Records for this exercise:

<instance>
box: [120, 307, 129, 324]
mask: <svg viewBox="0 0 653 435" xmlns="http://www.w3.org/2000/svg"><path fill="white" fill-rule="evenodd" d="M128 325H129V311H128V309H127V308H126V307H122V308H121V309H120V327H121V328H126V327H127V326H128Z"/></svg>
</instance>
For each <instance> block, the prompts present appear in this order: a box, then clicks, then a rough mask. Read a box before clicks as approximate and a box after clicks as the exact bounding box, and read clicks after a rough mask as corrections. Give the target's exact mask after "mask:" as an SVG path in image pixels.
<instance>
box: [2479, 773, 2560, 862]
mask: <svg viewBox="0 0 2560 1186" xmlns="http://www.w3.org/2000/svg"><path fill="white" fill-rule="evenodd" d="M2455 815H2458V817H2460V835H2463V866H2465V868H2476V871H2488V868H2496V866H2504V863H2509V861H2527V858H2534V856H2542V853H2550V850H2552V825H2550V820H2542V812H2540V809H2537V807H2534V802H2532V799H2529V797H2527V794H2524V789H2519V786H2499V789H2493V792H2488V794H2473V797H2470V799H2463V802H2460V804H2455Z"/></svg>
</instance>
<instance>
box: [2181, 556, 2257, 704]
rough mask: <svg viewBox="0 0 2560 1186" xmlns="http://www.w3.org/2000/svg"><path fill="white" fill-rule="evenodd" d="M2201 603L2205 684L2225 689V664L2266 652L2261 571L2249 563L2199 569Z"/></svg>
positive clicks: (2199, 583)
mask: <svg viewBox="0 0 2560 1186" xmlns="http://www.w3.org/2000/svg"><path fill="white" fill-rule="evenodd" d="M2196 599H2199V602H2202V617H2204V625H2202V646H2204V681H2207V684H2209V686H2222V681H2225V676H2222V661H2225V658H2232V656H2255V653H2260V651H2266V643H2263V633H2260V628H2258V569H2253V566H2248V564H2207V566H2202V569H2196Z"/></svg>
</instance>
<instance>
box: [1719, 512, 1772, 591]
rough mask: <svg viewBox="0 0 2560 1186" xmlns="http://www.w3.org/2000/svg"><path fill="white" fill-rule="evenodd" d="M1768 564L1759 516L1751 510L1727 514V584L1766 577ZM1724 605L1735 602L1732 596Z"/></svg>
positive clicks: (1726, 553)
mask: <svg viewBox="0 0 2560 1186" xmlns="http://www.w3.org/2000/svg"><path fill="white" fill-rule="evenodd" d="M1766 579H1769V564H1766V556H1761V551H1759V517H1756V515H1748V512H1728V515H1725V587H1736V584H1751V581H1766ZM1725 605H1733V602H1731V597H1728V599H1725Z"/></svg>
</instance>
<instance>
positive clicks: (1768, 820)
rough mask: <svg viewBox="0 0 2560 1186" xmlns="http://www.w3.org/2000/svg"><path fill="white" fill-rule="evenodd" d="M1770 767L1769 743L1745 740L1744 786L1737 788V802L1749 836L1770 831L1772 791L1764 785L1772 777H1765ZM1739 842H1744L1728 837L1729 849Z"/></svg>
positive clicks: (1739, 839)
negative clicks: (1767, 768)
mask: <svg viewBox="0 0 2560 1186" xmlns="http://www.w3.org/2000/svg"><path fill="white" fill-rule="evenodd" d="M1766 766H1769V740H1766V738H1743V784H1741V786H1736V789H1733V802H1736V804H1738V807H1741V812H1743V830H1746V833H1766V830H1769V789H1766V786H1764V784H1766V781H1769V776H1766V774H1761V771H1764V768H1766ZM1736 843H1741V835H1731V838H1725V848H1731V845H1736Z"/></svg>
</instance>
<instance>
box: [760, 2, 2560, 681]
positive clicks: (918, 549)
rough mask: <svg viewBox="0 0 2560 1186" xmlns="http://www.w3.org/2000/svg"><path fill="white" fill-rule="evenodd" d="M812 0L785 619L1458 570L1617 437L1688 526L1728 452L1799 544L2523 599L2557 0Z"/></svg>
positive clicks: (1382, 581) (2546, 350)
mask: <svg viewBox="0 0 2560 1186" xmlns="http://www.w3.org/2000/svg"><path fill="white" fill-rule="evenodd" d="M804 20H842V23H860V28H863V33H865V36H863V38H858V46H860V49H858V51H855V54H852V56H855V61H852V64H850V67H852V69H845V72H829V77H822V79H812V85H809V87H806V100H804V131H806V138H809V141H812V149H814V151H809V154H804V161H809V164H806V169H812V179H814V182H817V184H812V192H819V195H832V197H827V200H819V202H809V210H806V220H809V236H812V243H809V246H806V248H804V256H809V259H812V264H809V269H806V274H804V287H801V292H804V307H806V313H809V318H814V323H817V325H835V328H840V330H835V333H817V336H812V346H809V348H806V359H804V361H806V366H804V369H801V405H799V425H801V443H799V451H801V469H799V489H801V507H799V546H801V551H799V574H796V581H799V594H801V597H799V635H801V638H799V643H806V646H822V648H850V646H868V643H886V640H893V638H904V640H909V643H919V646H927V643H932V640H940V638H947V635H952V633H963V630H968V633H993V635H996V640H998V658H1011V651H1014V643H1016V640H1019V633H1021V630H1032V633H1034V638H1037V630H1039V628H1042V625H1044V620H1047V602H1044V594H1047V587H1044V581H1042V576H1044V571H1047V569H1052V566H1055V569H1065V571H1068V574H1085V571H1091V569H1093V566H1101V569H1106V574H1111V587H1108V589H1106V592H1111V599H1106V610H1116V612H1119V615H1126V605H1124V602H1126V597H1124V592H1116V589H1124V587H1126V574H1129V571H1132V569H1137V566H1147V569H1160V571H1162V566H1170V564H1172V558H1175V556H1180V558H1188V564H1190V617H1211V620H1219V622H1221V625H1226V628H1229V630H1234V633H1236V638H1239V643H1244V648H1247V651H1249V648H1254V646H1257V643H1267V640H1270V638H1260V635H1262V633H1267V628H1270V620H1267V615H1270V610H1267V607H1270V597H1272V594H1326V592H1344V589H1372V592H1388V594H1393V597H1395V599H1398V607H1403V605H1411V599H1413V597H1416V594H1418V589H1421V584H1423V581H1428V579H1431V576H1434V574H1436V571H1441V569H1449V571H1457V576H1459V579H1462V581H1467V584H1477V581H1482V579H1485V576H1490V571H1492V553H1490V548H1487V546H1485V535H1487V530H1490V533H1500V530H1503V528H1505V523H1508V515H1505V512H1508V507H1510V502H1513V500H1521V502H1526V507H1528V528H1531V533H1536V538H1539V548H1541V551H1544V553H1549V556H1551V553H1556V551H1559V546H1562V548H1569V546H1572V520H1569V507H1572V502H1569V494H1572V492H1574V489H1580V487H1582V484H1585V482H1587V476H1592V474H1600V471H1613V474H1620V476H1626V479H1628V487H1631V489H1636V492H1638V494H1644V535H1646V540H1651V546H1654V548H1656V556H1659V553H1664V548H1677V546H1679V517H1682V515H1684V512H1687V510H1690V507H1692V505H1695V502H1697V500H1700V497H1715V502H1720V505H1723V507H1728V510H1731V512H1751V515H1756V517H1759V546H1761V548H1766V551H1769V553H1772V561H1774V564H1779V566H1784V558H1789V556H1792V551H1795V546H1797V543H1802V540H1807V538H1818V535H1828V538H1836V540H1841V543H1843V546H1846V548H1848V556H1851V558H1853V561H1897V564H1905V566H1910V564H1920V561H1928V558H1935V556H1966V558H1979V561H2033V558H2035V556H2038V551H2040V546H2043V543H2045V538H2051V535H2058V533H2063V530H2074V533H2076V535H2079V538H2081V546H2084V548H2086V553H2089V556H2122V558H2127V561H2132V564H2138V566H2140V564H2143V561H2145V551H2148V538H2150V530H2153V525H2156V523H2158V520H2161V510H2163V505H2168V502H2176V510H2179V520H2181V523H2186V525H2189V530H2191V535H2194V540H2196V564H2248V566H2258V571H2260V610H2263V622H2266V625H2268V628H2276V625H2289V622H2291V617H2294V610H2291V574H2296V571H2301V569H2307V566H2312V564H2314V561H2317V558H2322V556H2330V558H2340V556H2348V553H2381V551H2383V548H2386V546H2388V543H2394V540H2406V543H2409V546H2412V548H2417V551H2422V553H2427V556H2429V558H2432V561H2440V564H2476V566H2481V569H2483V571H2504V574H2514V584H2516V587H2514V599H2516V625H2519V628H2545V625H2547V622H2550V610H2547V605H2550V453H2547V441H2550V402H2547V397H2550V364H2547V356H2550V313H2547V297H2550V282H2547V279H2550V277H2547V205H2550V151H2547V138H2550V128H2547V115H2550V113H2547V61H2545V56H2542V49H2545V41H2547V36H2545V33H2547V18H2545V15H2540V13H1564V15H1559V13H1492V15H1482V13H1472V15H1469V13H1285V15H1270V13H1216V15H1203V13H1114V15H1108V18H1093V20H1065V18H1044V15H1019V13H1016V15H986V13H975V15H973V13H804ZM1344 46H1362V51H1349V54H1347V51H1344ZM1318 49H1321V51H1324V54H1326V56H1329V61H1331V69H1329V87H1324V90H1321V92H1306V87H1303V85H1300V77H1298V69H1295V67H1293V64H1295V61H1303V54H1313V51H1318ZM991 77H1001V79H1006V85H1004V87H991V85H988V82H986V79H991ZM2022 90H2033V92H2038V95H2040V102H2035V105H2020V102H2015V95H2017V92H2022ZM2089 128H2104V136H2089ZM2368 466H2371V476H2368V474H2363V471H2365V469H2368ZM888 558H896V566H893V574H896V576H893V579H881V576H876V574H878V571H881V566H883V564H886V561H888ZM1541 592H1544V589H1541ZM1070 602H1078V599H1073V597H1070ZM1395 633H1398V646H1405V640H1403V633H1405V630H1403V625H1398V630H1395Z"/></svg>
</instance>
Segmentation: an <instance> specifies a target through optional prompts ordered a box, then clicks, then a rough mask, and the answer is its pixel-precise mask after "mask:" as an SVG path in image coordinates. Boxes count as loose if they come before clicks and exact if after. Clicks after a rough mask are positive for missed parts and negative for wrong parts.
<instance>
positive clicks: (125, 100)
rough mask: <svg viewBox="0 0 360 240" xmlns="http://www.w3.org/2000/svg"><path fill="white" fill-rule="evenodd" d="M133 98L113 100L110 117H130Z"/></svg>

Brief:
Using the entries above, give again exactly the lines from the line holding "box: [2181, 556, 2257, 704]" through the line holding "box: [1719, 512, 1772, 591]". Include both end lines and nothing else.

Solution for this task:
box: [2181, 556, 2257, 704]
rough mask: <svg viewBox="0 0 2560 1186" xmlns="http://www.w3.org/2000/svg"><path fill="white" fill-rule="evenodd" d="M2201 603L2205 684L2225 689V664L2266 652L2261 571L2249 563L2199 569Z"/></svg>
positive clicks: (2199, 583)
mask: <svg viewBox="0 0 2560 1186" xmlns="http://www.w3.org/2000/svg"><path fill="white" fill-rule="evenodd" d="M2196 599H2199V602H2202V617H2204V625H2202V646H2204V681H2207V684H2209V686H2222V681H2225V676H2222V661H2225V658H2232V656H2255V653H2260V651H2266V643H2263V633H2260V628H2258V569H2253V566H2248V564H2207V566H2202V569H2196Z"/></svg>
</instance>
<instance>
box: [1719, 512, 1772, 591]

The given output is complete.